* Your task *
Count the lines in the rows below that contain the string "standing". Letter case matters, and the reply should be that number alone.

* Stored data *
------------------------------------------------

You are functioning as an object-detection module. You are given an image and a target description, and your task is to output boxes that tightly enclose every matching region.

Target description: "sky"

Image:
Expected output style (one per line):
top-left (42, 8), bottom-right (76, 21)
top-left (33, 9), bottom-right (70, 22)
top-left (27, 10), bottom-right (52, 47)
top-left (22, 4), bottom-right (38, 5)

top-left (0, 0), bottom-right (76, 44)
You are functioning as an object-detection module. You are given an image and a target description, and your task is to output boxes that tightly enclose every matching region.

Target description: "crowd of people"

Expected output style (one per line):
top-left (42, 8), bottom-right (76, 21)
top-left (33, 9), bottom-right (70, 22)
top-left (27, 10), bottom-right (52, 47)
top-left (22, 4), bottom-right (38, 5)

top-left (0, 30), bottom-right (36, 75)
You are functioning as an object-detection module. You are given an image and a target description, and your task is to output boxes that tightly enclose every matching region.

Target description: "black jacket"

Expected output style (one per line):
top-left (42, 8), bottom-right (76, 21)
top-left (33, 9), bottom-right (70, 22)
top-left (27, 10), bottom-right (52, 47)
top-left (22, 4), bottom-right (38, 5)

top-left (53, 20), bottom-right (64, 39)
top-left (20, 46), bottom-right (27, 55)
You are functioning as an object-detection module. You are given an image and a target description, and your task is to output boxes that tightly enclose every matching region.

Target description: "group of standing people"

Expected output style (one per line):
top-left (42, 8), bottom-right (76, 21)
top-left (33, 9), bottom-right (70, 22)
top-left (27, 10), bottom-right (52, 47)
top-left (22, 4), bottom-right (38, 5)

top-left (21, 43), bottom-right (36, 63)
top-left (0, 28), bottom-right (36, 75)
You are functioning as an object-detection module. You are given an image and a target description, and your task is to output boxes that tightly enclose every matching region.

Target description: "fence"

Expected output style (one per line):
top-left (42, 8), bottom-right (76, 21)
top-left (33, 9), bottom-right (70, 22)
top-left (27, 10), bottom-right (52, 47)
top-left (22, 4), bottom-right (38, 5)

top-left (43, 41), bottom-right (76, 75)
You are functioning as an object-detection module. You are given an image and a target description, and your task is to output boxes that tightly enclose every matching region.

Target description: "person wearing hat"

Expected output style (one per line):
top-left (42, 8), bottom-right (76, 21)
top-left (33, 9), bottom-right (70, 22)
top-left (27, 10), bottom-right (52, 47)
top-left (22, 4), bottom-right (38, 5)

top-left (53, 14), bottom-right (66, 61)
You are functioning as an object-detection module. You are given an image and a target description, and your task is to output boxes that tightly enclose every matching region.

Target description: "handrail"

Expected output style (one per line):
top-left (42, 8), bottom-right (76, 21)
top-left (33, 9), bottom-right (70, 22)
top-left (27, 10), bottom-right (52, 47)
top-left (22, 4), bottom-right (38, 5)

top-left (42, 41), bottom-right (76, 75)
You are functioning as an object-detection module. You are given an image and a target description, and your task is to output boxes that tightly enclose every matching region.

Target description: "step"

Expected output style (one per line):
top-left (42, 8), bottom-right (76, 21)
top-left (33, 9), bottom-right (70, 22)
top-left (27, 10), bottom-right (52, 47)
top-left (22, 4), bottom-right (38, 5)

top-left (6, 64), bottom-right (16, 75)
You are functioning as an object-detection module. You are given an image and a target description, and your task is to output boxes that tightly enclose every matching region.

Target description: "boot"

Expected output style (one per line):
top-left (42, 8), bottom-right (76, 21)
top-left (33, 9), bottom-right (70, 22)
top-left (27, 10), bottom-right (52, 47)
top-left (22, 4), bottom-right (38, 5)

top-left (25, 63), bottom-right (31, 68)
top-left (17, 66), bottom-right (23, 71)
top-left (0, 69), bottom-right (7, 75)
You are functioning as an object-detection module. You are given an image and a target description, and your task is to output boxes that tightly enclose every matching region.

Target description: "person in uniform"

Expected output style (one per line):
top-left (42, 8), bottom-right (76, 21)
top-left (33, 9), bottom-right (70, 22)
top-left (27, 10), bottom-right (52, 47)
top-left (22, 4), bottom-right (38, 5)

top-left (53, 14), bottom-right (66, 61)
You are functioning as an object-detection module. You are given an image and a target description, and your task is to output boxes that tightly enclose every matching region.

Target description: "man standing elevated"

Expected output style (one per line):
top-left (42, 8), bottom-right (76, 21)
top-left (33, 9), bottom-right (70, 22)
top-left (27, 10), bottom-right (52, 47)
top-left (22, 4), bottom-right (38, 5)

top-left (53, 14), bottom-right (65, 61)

------------------------------------------------

* Task response *
2